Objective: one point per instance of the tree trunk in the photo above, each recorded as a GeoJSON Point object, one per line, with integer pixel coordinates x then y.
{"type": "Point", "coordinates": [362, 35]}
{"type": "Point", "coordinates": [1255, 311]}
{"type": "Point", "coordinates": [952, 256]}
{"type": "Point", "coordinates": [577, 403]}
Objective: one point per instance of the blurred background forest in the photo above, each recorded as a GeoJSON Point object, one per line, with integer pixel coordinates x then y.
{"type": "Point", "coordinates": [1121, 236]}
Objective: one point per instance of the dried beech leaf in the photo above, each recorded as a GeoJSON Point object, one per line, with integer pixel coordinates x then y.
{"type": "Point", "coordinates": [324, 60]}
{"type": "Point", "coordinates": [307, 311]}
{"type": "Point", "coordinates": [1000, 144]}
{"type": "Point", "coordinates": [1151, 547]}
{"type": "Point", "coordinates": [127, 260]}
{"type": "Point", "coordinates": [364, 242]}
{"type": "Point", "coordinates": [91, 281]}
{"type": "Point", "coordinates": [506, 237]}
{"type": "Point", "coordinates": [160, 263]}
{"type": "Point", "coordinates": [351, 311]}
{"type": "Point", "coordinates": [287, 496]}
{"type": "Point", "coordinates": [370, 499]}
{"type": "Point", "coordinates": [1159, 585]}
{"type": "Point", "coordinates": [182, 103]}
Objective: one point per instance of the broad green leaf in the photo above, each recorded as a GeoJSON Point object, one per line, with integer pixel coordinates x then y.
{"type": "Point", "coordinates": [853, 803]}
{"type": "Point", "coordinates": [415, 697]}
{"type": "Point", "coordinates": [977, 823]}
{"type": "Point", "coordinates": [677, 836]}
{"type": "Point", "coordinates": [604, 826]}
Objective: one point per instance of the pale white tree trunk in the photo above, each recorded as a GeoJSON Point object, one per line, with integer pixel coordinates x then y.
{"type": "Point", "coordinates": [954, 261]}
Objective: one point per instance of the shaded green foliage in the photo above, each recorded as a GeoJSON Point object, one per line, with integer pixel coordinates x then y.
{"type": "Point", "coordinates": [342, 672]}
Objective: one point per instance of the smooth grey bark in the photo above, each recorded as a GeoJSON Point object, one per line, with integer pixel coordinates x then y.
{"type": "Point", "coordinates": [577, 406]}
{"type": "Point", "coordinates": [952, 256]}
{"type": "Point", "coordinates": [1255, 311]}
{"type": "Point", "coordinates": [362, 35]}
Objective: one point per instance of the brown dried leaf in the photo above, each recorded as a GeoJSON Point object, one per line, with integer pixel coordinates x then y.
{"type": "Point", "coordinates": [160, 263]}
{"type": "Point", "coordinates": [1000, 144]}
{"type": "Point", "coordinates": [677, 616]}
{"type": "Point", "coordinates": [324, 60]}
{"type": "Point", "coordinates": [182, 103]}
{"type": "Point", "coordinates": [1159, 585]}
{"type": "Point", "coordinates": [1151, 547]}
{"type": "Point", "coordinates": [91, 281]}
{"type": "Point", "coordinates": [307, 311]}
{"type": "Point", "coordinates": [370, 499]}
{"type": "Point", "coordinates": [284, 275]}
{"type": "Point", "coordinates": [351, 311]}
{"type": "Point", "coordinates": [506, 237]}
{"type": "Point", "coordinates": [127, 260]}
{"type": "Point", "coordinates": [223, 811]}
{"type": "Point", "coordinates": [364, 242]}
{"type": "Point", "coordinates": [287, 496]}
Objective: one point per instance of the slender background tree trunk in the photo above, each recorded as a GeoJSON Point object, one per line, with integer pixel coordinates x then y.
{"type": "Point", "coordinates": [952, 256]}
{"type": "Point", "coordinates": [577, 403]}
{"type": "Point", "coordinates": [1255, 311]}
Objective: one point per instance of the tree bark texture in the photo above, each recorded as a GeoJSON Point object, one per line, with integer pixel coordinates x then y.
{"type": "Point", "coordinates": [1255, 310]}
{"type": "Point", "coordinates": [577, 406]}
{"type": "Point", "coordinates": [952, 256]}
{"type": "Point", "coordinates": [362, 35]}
-----
**Task directions**
Can you return the listing above verbatim, with every line unchanged and in its original order?

**Solved exercise**
Objective: one point per instance of the tree trunk in the photo above, each recorded as a GeoJSON Point object, one per line, with integer pixel coordinates x then y.
{"type": "Point", "coordinates": [362, 35]}
{"type": "Point", "coordinates": [1255, 311]}
{"type": "Point", "coordinates": [952, 256]}
{"type": "Point", "coordinates": [577, 403]}
Objective: one point per instance of the blurred background forest in the photo above, each recorded as a GeoJSON Point object, one per line, with integer pixel coordinates x then y.
{"type": "Point", "coordinates": [1121, 236]}
Objective: one point per instance of the dried beech leaf in the photo above, each recorded as a GeoJSON Point object, one per line, with integer pixel coordinates x then y.
{"type": "Point", "coordinates": [324, 60]}
{"type": "Point", "coordinates": [307, 311]}
{"type": "Point", "coordinates": [1000, 144]}
{"type": "Point", "coordinates": [1151, 547]}
{"type": "Point", "coordinates": [127, 260]}
{"type": "Point", "coordinates": [364, 242]}
{"type": "Point", "coordinates": [91, 281]}
{"type": "Point", "coordinates": [506, 237]}
{"type": "Point", "coordinates": [160, 263]}
{"type": "Point", "coordinates": [351, 311]}
{"type": "Point", "coordinates": [287, 496]}
{"type": "Point", "coordinates": [370, 499]}
{"type": "Point", "coordinates": [1159, 585]}
{"type": "Point", "coordinates": [182, 103]}
Objective: one point per instance of the broad green leaf in the photo above, each recorded as a GeoJSON Point object, one per line, with integer pixel coordinates x then y.
{"type": "Point", "coordinates": [853, 803]}
{"type": "Point", "coordinates": [415, 697]}
{"type": "Point", "coordinates": [977, 823]}
{"type": "Point", "coordinates": [677, 836]}
{"type": "Point", "coordinates": [604, 826]}
Objective: one point per instance of the pale white tree trunk in the photo above, each recorded as a GeoJSON Point object, one per line, with integer pixel coordinates x then y.
{"type": "Point", "coordinates": [954, 261]}
Objective: one point per instance of the shaded green foliage in the photo above, each recorded as a GeoJSON Point object, one per line, with integer pixel coordinates x then y.
{"type": "Point", "coordinates": [342, 672]}
Objective: one point per instance of the smooth grey bark in the photo above, each recorded as a GeoJSON Point object, one per line, with integer pixel coordinates x then y.
{"type": "Point", "coordinates": [577, 406]}
{"type": "Point", "coordinates": [952, 256]}
{"type": "Point", "coordinates": [1255, 311]}
{"type": "Point", "coordinates": [362, 35]}
Objective: one point per instance of the brown dried leaf in the photo above, each recorded as a GeoJSON Point object, one per line, with integer pixel coordinates x then y.
{"type": "Point", "coordinates": [160, 263]}
{"type": "Point", "coordinates": [1000, 144]}
{"type": "Point", "coordinates": [677, 616]}
{"type": "Point", "coordinates": [324, 60]}
{"type": "Point", "coordinates": [182, 103]}
{"type": "Point", "coordinates": [1159, 585]}
{"type": "Point", "coordinates": [1151, 547]}
{"type": "Point", "coordinates": [91, 281]}
{"type": "Point", "coordinates": [307, 311]}
{"type": "Point", "coordinates": [370, 499]}
{"type": "Point", "coordinates": [284, 275]}
{"type": "Point", "coordinates": [351, 311]}
{"type": "Point", "coordinates": [506, 237]}
{"type": "Point", "coordinates": [127, 260]}
{"type": "Point", "coordinates": [223, 811]}
{"type": "Point", "coordinates": [364, 242]}
{"type": "Point", "coordinates": [287, 496]}
Objective: one point per instance of the slender background tree trunk in the photo above, each recorded as a GeoJSON Point object, one per line, with integer pixel coordinates x then y.
{"type": "Point", "coordinates": [952, 256]}
{"type": "Point", "coordinates": [577, 403]}
{"type": "Point", "coordinates": [1255, 311]}
Objective: one point per instance of the tree bark texture in the photo above, each recorded as a GeoJSON Point object, one per line, with integer pixel coordinates x then y.
{"type": "Point", "coordinates": [1255, 310]}
{"type": "Point", "coordinates": [577, 406]}
{"type": "Point", "coordinates": [952, 256]}
{"type": "Point", "coordinates": [362, 35]}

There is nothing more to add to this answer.